### TRY IT
To complete this task, print all the data below exactly but leave out the images.

(Point-per-instance localization data)
━━━━━━━━━━

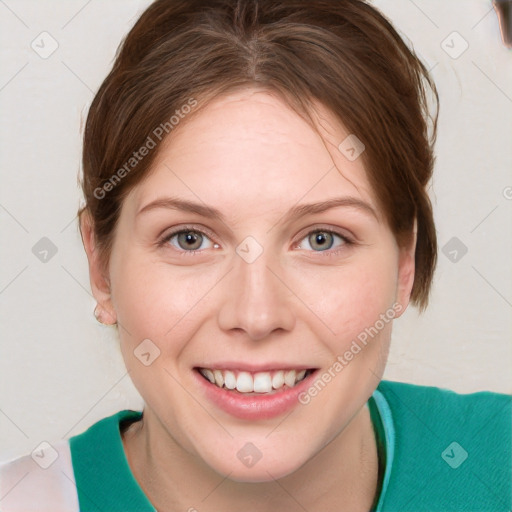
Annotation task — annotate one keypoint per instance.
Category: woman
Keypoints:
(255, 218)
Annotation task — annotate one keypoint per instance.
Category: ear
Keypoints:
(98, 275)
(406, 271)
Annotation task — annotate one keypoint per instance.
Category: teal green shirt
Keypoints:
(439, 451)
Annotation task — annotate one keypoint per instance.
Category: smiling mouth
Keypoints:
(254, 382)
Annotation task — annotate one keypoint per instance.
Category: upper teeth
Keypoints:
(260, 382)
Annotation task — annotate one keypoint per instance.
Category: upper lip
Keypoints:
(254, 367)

━━━━━━━━━━

### TASK RESULT
Annotation task — annotate one keypoint per instance.
Category: woman
Keypoints:
(255, 218)
Annotation task — annotate one keypoint per instance.
Category: ear
Keypoints:
(98, 275)
(406, 271)
Annotation task — annotate one keypoint per instance.
Category: teal green shirt
Keypoints:
(439, 451)
Annotation task — annotate one keypoint per instance.
Category: smiling mouth
Keypoints:
(254, 382)
Annotation task — annotate one keypoint per instance.
Category: upper teeth
Keypoints:
(260, 382)
Annotation task — annotate one keypoint per instance.
Category: upper lip
Keypoints:
(254, 367)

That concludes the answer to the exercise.